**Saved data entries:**
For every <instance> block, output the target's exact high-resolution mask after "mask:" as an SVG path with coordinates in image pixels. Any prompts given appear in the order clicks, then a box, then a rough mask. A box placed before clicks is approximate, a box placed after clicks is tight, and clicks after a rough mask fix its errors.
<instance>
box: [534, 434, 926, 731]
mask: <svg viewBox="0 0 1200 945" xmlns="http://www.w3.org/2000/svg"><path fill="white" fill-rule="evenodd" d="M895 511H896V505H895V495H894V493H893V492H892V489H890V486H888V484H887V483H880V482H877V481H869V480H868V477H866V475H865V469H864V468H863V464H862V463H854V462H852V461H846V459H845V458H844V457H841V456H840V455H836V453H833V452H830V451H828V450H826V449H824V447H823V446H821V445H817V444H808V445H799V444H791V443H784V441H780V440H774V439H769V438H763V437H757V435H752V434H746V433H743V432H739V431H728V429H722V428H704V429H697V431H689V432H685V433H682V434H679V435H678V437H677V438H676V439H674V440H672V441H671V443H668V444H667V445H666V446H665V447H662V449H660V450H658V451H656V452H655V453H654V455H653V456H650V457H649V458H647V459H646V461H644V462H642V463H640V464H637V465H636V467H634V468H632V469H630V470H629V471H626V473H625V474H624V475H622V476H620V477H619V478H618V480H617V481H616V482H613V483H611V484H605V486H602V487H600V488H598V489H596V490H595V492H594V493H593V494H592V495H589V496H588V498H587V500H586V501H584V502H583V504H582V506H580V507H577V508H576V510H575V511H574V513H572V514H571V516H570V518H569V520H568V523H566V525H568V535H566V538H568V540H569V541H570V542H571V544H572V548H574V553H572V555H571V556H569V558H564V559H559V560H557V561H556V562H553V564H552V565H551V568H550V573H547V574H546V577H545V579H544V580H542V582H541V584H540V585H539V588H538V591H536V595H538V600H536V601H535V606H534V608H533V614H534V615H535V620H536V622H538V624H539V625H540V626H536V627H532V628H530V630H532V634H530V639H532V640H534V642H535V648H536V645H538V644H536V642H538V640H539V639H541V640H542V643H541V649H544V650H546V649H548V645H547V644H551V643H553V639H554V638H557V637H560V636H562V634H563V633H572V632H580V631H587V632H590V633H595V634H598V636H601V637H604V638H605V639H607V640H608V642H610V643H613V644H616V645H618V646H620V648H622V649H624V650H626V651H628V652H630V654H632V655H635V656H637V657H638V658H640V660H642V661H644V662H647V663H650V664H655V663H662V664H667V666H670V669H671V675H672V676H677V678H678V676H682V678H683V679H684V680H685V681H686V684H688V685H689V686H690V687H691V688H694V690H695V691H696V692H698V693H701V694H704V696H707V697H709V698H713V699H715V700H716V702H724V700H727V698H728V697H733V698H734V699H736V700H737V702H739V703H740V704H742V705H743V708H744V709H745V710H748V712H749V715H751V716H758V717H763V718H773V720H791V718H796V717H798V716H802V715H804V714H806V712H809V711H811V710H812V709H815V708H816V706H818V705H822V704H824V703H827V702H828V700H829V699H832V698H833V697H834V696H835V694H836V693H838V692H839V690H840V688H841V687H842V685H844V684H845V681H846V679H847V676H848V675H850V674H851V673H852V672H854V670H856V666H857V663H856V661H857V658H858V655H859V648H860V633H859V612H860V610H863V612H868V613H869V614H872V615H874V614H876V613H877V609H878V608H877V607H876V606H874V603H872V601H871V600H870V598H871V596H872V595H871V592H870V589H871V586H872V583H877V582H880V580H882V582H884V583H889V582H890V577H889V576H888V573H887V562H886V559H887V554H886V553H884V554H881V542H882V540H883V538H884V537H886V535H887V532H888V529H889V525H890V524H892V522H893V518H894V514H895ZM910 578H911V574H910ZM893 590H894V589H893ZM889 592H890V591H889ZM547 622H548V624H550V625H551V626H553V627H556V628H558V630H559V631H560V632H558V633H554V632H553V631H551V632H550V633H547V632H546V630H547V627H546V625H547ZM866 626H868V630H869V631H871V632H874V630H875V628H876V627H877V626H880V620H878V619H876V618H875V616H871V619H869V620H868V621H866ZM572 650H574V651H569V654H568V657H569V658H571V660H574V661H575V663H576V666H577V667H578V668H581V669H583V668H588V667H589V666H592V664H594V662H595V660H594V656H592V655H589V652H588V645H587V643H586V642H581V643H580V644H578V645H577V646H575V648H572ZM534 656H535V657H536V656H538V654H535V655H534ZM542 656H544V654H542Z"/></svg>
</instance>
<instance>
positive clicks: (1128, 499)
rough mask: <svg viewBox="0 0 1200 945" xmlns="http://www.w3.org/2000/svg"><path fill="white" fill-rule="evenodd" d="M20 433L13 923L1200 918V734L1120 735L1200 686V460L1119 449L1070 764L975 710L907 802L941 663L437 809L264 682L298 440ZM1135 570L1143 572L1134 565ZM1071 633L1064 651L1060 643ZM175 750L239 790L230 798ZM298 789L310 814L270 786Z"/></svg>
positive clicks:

**PROBLEM STATEMENT:** Please copy the listing above, replacing every "rough mask" with "coarse mask" and leaving everything else as it is.

**EXERCISE RESULT:**
For every <instance> block, output the target's exact high-resolution mask after "mask:" as an SVG path with coordinates in image pixels. Any prompts given appear in the order clicks, then a box, then a coarse mask. A box placed before clicks is approximate, a box placed after clicks is tight, and clicks after a coarse mask fix its errors.
<instance>
box: [534, 434, 926, 731]
mask: <svg viewBox="0 0 1200 945" xmlns="http://www.w3.org/2000/svg"><path fill="white" fill-rule="evenodd" d="M895 511H896V505H895V495H894V493H893V492H892V489H890V486H888V484H887V483H880V482H877V481H869V480H868V477H866V475H865V469H864V468H863V464H862V463H854V462H852V461H846V459H845V458H844V457H841V456H840V455H836V453H833V452H830V451H828V450H826V449H824V447H823V446H821V445H817V444H808V445H799V444H791V443H784V441H780V440H774V439H769V438H763V437H757V435H752V434H746V433H743V432H739V431H728V429H722V428H704V429H697V431H689V432H685V433H682V434H679V435H678V437H677V438H676V439H674V440H672V441H671V443H668V444H667V445H666V446H665V447H662V449H660V450H658V451H656V452H655V453H654V455H653V456H650V457H649V458H647V459H646V461H644V462H642V463H640V464H637V465H636V467H634V468H632V469H630V470H629V471H626V473H625V474H624V475H622V476H620V477H619V478H618V480H617V481H616V482H613V483H611V484H605V486H602V487H600V488H598V489H596V490H595V492H594V493H593V494H592V495H589V496H588V498H587V500H586V501H584V502H583V504H582V506H580V507H577V508H576V510H575V511H574V513H572V514H571V516H570V518H569V520H568V523H566V525H568V535H566V538H568V540H569V541H570V542H571V544H572V548H574V553H572V555H571V556H569V558H564V559H559V560H557V561H556V562H553V564H552V565H551V568H550V573H547V574H546V577H545V579H544V580H542V582H541V584H540V585H539V588H538V591H536V595H538V600H536V601H535V606H534V608H533V614H534V615H535V620H536V622H538V624H539V625H540V626H536V627H532V628H530V630H532V634H530V639H532V640H534V642H535V648H536V645H538V644H536V642H538V640H539V639H541V640H542V643H541V649H544V650H546V649H548V645H547V644H551V643H553V639H554V638H557V637H560V636H562V634H563V633H572V632H580V631H587V632H590V633H595V634H598V636H601V637H604V638H605V639H607V640H608V642H610V643H613V644H616V645H618V646H620V648H622V649H624V650H626V651H628V652H630V654H632V655H635V656H637V657H638V658H640V660H642V661H644V662H647V663H650V664H655V663H662V664H667V666H670V669H671V675H672V676H677V678H678V676H682V678H683V679H684V680H685V681H686V684H688V685H689V686H690V687H691V688H694V690H695V691H696V692H698V693H701V694H704V696H707V697H709V698H713V699H715V700H716V702H724V700H727V698H728V697H733V698H734V699H736V700H737V702H739V703H740V704H742V705H743V708H744V709H745V710H748V712H749V715H751V716H758V717H763V718H773V720H791V718H796V717H798V716H802V715H804V714H806V712H809V711H811V710H812V709H815V708H816V706H818V705H822V704H824V703H827V702H828V700H829V699H832V698H833V697H834V696H835V694H836V693H838V692H839V690H840V688H841V687H842V685H844V684H845V681H846V679H847V676H848V675H850V674H851V673H852V672H854V670H856V666H857V663H856V661H857V658H858V655H859V648H860V633H859V612H860V610H863V612H868V613H869V614H872V615H874V614H876V613H877V609H878V608H877V607H876V606H874V603H872V601H871V600H870V598H871V596H872V595H871V592H870V589H871V586H872V583H877V582H880V580H882V582H884V583H889V582H890V577H889V576H888V573H887V562H886V559H887V554H886V553H884V554H881V542H882V540H883V538H884V537H886V535H887V532H888V529H889V525H890V524H892V522H893V518H894V514H895ZM910 578H911V574H910ZM893 590H894V589H893ZM889 592H890V591H889ZM547 622H548V624H550V625H551V626H553V627H556V628H558V630H559V631H560V632H558V633H554V632H553V631H551V632H550V633H547V632H546V630H547V627H546V625H547ZM866 626H868V630H869V631H871V632H874V630H875V628H876V627H877V626H880V620H878V619H876V618H875V616H871V619H869V620H868V621H866ZM572 650H574V651H569V654H568V657H569V658H571V660H574V661H575V663H576V666H577V667H578V668H581V669H583V668H588V667H589V666H592V664H594V662H595V660H594V656H592V655H589V652H588V645H587V643H586V642H581V643H580V644H578V645H577V646H575V648H572ZM534 656H535V657H536V656H538V654H535V655H534ZM542 656H544V654H542Z"/></svg>
</instance>
<instance>
positive clicks: (1128, 499)
coarse mask: <svg viewBox="0 0 1200 945" xmlns="http://www.w3.org/2000/svg"><path fill="white" fill-rule="evenodd" d="M20 433L13 923L1200 918V734L1120 735L1200 686V460L1119 449L1070 764L975 710L907 802L941 663L437 809L264 682L298 440ZM1135 570L1143 572L1134 565ZM1071 633L1064 651L1060 643ZM175 750L239 790L230 798ZM298 789L310 814L270 786Z"/></svg>
positive clicks:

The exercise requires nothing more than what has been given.